The problem: Every entry, from first to last, must be written out exactly.
━━ Records provided ━━
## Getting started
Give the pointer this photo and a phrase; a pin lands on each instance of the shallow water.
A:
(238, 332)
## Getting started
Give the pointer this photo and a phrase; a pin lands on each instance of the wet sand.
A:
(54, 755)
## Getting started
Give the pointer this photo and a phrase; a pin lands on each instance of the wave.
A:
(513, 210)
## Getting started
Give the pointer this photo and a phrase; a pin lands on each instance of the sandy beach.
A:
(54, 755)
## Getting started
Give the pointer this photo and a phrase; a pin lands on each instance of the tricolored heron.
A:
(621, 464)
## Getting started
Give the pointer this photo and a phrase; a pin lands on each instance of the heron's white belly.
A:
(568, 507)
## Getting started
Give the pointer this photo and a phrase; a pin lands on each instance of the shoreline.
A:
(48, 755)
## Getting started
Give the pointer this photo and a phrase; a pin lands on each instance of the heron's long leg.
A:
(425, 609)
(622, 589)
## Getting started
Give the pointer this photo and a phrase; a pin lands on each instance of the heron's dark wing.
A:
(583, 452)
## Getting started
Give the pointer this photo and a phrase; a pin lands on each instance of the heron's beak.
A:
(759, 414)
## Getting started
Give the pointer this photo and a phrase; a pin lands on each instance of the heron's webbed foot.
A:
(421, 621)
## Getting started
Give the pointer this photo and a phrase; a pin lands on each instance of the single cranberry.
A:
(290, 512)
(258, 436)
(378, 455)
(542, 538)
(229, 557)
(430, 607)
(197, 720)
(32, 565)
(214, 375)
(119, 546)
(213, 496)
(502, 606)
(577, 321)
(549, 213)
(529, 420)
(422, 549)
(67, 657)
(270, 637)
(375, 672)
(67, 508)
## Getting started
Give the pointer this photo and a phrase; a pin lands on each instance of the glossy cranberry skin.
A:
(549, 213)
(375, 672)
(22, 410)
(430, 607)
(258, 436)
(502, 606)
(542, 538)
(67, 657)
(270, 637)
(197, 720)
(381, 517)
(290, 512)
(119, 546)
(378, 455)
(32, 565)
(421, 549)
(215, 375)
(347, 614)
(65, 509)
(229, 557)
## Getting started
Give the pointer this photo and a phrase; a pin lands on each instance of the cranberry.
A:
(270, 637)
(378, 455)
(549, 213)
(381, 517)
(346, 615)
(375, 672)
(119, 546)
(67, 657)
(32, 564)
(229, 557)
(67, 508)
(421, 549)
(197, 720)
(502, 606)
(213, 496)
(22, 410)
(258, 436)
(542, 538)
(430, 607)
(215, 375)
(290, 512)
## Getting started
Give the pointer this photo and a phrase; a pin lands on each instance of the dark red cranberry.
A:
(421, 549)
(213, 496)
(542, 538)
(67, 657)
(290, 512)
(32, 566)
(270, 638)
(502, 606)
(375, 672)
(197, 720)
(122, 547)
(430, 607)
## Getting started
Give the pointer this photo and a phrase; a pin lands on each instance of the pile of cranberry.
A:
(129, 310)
━━━
Worked solution:
## Getting started
Give the pointer this photo and a phrase; a pin lands on each instance of the shallow water.
A:
(238, 332)
## Getting started
Give the pointer this photo and a phrase; a pin lands on each instance of the wet sand.
A:
(54, 755)
## Getting started
Give the pointer this photo and a phrase; a pin lands on each instance of the wave.
A:
(513, 210)
## Getting started
Give the pointer this photo and a phrase; a pin lands on each instance of the sandy beach.
A:
(54, 755)
## Getting started
Give the pointer this photo and a phrase; a pin lands on each instance of the tricolored heron.
A:
(621, 464)
## Getting started
Give the pointer this photo and a phrase; a pin lands on each instance of the heron's white belly.
A:
(568, 507)
## Getting started
Give the pointer this photo and a phrase; a pin lands on each instance of the shoreline.
A:
(48, 755)
## Getting started
Give the pointer this photo and a phrase; a pin lands on each instance of the heron's long leg.
A:
(425, 609)
(622, 589)
## Getting started
Give the pointer this photo and a phrase; a pin lands on each instance of the heron's dark wing.
A:
(583, 452)
## Getting started
Give the pointer this photo and a phrase; a pin lands on each instance of the heron's beak.
A:
(759, 414)
## Getting started
Give the pointer this photo and a phrase; a pin lands on each instance of the heron's webbed foot.
A:
(421, 621)
## Getting started
Give the pointer this photo and a phrase; a pin lands on each instance of the single cranberry.
A:
(290, 512)
(258, 436)
(378, 455)
(542, 538)
(229, 557)
(430, 607)
(197, 720)
(32, 565)
(214, 375)
(119, 546)
(213, 496)
(502, 606)
(577, 321)
(549, 213)
(529, 420)
(422, 549)
(67, 657)
(270, 637)
(375, 672)
(67, 508)
## Getting started
Give the pointer this photo and a phrase; a pin lands on each instance of the glossy cranberry skin.
A:
(549, 213)
(375, 672)
(22, 410)
(430, 607)
(258, 436)
(502, 606)
(542, 538)
(67, 657)
(270, 637)
(197, 720)
(381, 517)
(290, 512)
(119, 546)
(378, 455)
(32, 565)
(421, 549)
(215, 375)
(347, 614)
(65, 509)
(229, 557)
## Getting started
Give the pointer this photo and a phrase; a pin lands on each instance of the cranberry.
A:
(270, 637)
(378, 455)
(549, 213)
(381, 517)
(346, 615)
(375, 672)
(119, 546)
(67, 657)
(32, 564)
(229, 557)
(67, 508)
(421, 549)
(197, 720)
(502, 606)
(213, 496)
(22, 410)
(258, 436)
(542, 538)
(430, 607)
(215, 375)
(290, 512)
## Getting started
Give the pointer this photo and a phrase; a pin lands on each instance of the dark red cranberry.
A:
(421, 549)
(213, 496)
(542, 538)
(67, 657)
(290, 512)
(32, 566)
(270, 638)
(502, 606)
(375, 672)
(197, 720)
(122, 547)
(430, 607)
## Getting started
Give the pointer this photo and a phrase; a pin lands on each instance of the pile of cranberry.
A:
(129, 310)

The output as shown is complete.